▸ **SHORT TASK**: Please rewrite the rows starting with the line that contains "Find every instance of the bee's abdomen" and going on through the end of the rows, changing "blurred" to "hazy" and leaving all else unchanged.
== INPUT ROWS
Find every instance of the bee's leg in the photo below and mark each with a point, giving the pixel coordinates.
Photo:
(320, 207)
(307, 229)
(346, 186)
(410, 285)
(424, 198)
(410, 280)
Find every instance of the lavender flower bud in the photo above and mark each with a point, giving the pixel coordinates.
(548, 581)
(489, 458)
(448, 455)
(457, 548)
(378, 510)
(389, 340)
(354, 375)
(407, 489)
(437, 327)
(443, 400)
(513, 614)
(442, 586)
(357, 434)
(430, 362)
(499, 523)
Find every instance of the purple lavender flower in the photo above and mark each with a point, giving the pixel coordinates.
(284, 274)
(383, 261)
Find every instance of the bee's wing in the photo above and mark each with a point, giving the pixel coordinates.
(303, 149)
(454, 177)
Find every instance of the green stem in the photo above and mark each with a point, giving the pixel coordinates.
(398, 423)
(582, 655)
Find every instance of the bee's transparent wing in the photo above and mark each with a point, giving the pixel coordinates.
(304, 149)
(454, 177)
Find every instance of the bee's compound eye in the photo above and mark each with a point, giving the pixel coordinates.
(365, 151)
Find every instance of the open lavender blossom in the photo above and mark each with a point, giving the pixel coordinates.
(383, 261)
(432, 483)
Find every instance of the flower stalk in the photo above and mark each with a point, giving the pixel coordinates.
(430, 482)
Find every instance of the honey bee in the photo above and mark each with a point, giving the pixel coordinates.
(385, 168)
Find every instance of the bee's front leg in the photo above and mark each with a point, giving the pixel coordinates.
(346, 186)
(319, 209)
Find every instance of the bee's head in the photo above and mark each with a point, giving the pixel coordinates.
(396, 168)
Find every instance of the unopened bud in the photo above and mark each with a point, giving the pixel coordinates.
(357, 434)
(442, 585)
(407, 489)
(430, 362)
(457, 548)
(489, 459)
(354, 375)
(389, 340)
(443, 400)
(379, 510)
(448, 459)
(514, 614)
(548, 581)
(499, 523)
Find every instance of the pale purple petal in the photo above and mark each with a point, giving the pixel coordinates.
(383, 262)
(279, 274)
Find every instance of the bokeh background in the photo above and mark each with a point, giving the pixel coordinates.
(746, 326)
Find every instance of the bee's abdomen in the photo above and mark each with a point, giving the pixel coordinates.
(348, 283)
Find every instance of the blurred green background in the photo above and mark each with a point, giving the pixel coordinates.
====
▸ **ANSWER TO THE PROBLEM**:
Find every instance of the bee's abdomen in the photo above and mark each with a point, giving the pixel coordinates.
(348, 283)
Find every instance of the hazy green background in the photo above and mark each with a point, giving the pixel coordinates.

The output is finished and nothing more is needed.